**** Data
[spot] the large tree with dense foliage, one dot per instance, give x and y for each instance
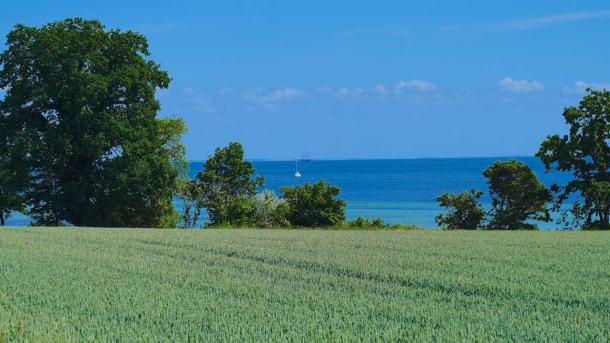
(80, 106)
(13, 173)
(516, 196)
(314, 205)
(584, 152)
(464, 210)
(227, 186)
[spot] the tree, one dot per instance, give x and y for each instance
(227, 186)
(585, 153)
(314, 205)
(269, 210)
(516, 196)
(13, 173)
(190, 194)
(81, 102)
(465, 211)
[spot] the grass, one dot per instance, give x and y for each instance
(302, 285)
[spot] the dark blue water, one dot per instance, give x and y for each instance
(398, 191)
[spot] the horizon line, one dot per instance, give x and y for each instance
(377, 159)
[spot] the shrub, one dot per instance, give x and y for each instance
(464, 210)
(314, 205)
(366, 223)
(516, 196)
(269, 210)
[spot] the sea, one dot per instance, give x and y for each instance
(395, 190)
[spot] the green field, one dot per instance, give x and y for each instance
(303, 285)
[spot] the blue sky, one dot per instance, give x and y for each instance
(362, 79)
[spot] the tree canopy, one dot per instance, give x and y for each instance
(465, 211)
(516, 196)
(80, 108)
(584, 152)
(227, 186)
(314, 205)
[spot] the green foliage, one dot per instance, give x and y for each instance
(75, 285)
(516, 196)
(13, 172)
(227, 186)
(80, 105)
(190, 194)
(363, 223)
(464, 210)
(366, 223)
(314, 205)
(270, 211)
(585, 152)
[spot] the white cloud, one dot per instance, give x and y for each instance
(543, 21)
(519, 86)
(380, 89)
(283, 94)
(270, 98)
(580, 87)
(414, 84)
(349, 92)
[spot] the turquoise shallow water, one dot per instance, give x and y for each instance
(402, 191)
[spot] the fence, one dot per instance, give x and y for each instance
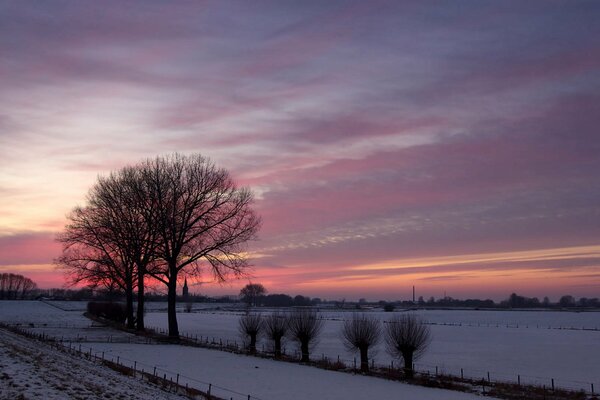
(472, 375)
(466, 375)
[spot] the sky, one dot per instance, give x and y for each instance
(450, 146)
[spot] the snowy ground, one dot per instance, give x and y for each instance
(537, 345)
(504, 343)
(36, 371)
(265, 378)
(32, 370)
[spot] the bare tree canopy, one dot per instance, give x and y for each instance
(251, 292)
(305, 328)
(407, 337)
(361, 332)
(160, 217)
(202, 219)
(15, 286)
(93, 253)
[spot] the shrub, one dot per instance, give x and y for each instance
(407, 337)
(276, 326)
(304, 328)
(361, 333)
(250, 326)
(112, 311)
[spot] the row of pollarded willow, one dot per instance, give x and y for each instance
(302, 326)
(160, 218)
(406, 336)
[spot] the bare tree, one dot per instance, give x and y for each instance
(15, 286)
(202, 217)
(93, 254)
(407, 337)
(250, 326)
(122, 198)
(361, 332)
(252, 292)
(158, 218)
(275, 329)
(304, 328)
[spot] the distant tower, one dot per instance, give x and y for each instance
(185, 288)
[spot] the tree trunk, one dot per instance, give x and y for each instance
(364, 359)
(253, 343)
(140, 309)
(172, 302)
(277, 347)
(304, 350)
(408, 361)
(129, 305)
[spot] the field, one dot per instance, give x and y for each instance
(538, 346)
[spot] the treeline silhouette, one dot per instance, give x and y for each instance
(514, 301)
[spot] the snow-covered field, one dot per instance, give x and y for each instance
(537, 345)
(32, 370)
(505, 343)
(231, 376)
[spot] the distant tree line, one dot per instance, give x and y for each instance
(15, 286)
(406, 336)
(162, 219)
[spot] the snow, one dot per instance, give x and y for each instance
(35, 370)
(265, 378)
(30, 369)
(503, 343)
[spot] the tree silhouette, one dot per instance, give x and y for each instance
(304, 328)
(275, 329)
(361, 332)
(251, 292)
(250, 326)
(407, 337)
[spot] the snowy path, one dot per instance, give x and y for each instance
(32, 370)
(267, 379)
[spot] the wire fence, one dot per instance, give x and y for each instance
(393, 369)
(341, 363)
(168, 379)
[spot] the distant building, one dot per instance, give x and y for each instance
(185, 288)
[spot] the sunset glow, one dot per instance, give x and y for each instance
(453, 147)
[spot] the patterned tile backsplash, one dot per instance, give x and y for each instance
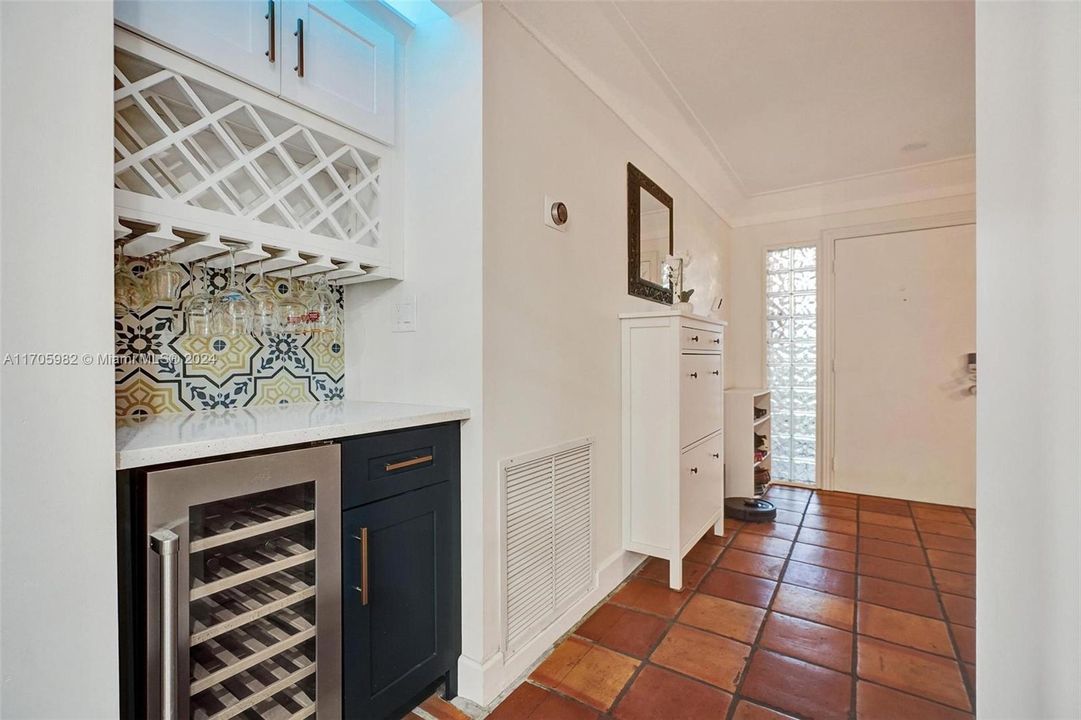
(162, 369)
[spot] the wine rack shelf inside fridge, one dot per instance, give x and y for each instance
(250, 577)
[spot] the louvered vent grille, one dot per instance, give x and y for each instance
(547, 535)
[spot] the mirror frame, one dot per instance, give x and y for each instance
(637, 181)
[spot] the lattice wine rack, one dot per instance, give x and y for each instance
(199, 170)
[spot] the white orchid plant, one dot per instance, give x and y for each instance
(676, 264)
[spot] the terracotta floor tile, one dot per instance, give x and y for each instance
(732, 620)
(825, 557)
(809, 641)
(892, 550)
(440, 709)
(704, 655)
(776, 546)
(899, 596)
(566, 654)
(520, 704)
(878, 703)
(786, 504)
(950, 544)
(886, 519)
(955, 561)
(772, 529)
(656, 570)
(960, 610)
(738, 587)
(710, 538)
(814, 605)
(832, 511)
(788, 517)
(886, 505)
(903, 628)
(892, 534)
(817, 577)
(948, 529)
(658, 694)
(902, 572)
(651, 597)
(942, 515)
(912, 671)
(624, 630)
(832, 524)
(955, 583)
(704, 552)
(965, 642)
(752, 563)
(837, 500)
(798, 687)
(747, 710)
(598, 678)
(826, 538)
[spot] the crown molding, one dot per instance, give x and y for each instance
(688, 148)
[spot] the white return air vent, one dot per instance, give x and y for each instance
(547, 537)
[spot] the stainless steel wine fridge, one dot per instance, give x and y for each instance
********
Task =
Write every record out again exactly; no pictures belong in the copy.

Solution for this task =
[spot] the large tree with dense foliage, one dot per instance, give x and y for each instance
(80, 106)
(13, 173)
(516, 196)
(314, 205)
(584, 152)
(464, 210)
(227, 186)
[spot] the tree, one dot per instance, give x and y for each instance
(227, 186)
(585, 153)
(314, 205)
(269, 210)
(516, 196)
(13, 173)
(190, 194)
(81, 102)
(465, 211)
[spot] the grass, one dot per instance, give x and y for each instance
(302, 285)
[spot] the dark blue water, one dot per instance, give x and y for each instance
(398, 191)
[spot] the horizon line, one dot per instance, give x and y for each instance
(377, 159)
[spot] the shrub, one dot per instance, give x and y for each instance
(464, 210)
(314, 205)
(366, 223)
(516, 196)
(269, 210)
[spot] the sea, one dot per instance, give x and y for each instance
(395, 190)
[spot] the green field, one dot per instance, give x and y for each instance
(303, 285)
[spot] the blue sky, one dot per instance, give x and y for each instance
(362, 79)
[spot] the tree canopy, one dot per instance, give x and y for each instance
(465, 211)
(516, 196)
(80, 108)
(584, 152)
(227, 186)
(314, 205)
[spot] the green foliage, one dot per instance, give x and y for each instance
(75, 285)
(516, 196)
(13, 172)
(227, 186)
(80, 105)
(190, 194)
(363, 223)
(464, 210)
(366, 223)
(314, 205)
(270, 211)
(585, 152)
[spot] the white cloud, one dot per instance, give x and y for each instance
(543, 21)
(519, 86)
(380, 89)
(283, 94)
(270, 98)
(580, 87)
(414, 84)
(349, 92)
[spot] the turquoise shallow water, one dot per instance, give x and y for each instance
(402, 191)
[spot] the fence, one dot per instance, give x and y for each instance
(472, 375)
(466, 375)
[spot] the sky, one dot per instance, give x and y for each instance
(450, 146)
[spot] the snowy ground, one dot per instance, give x and y for each instance
(537, 345)
(504, 343)
(36, 371)
(265, 378)
(32, 370)
[spot] the bare tree canopy, one dot per instance, give x and y for each instance
(251, 292)
(305, 328)
(407, 337)
(361, 332)
(160, 217)
(202, 219)
(15, 286)
(93, 253)
[spot] the shrub, one dot per instance, give x and y for each instance
(407, 337)
(276, 326)
(304, 328)
(361, 333)
(250, 326)
(112, 311)
[spot] the row of pollarded willow, one dot per instance, give x and y for each instance
(302, 326)
(160, 218)
(406, 336)
[spot] the bare tree, one dot per instance, give x and y for each instance
(15, 286)
(202, 217)
(93, 254)
(407, 337)
(250, 326)
(122, 198)
(361, 332)
(252, 292)
(158, 218)
(275, 329)
(304, 328)
[spot] the distant tower, one dot per instance, give x and y for each instance
(185, 288)
[spot] the tree trunk, one dot per instance, give x and y for each instance
(364, 359)
(253, 343)
(140, 309)
(172, 302)
(277, 347)
(304, 350)
(408, 361)
(129, 305)
[spot] the field, one dot per instance, give x and y for each instance
(538, 346)
[spot] the treeline silhouette, one dot per instance, give x and y for each instance
(514, 301)
[spot] the snow-covered field, one dot per instance, give x and y for each instance
(537, 345)
(32, 370)
(505, 343)
(231, 376)
[spot] the distant tree line, one dot per instance, give x and y for each instance
(15, 286)
(406, 336)
(162, 219)
[spot] the snow, one dot per instance, give x and y for each instance
(35, 370)
(265, 378)
(30, 369)
(503, 343)
[spot] the tree silhouette, one dot per instance, give x and y for each instance
(304, 328)
(275, 329)
(361, 332)
(251, 292)
(250, 326)
(407, 337)
[spot] the snowy path, one dot per instance, give x and y for each instance
(32, 370)
(267, 379)
[spot] the wire fence, one dot per instance, give x and y for each instance
(393, 369)
(341, 363)
(168, 379)
[spot] the distant building, one dot per instance, give x and y for each instance
(185, 288)
[spot] the sunset glow, one dot per instance, give x and y for each instance
(453, 147)
[spot] the patterned tile backsplash, one dot per instance, give x and y for each instance
(162, 369)
[spot] the wine rack shelf inside fridge, one dot per instance, give x and y for each instance
(250, 577)
[spot] the louvered vent grille, one dot per instance, give x and y for each instance
(547, 535)
[spot] the mirror frame, one dot per instance, give x and y for each instance
(637, 181)
[spot] the lattice wine rack, one dot per instance, give x and y for each instance
(199, 170)
[spot] the white orchid plant, one dot per instance, give x and y for each instance
(676, 264)
[spot] the terracotta floor tile, one dot per instance, give x and y for each instance
(732, 620)
(825, 557)
(809, 641)
(892, 550)
(440, 709)
(704, 655)
(776, 546)
(899, 596)
(566, 654)
(520, 704)
(878, 703)
(786, 504)
(950, 544)
(886, 519)
(955, 561)
(772, 529)
(656, 570)
(960, 610)
(738, 587)
(710, 538)
(814, 605)
(832, 511)
(788, 517)
(886, 505)
(903, 628)
(892, 534)
(817, 577)
(948, 529)
(658, 694)
(902, 572)
(651, 597)
(942, 515)
(912, 671)
(624, 630)
(832, 524)
(955, 583)
(704, 552)
(965, 642)
(752, 563)
(837, 500)
(798, 687)
(747, 710)
(598, 678)
(826, 538)
[spot] the crown molding, one dot per instance, give x and y for each instance
(688, 148)
[spot] the white return air vent, one dot per instance, give x and y for each instance
(547, 537)
[spot] the stainless steel wine fridge, one dot per instance, give x and y for each instance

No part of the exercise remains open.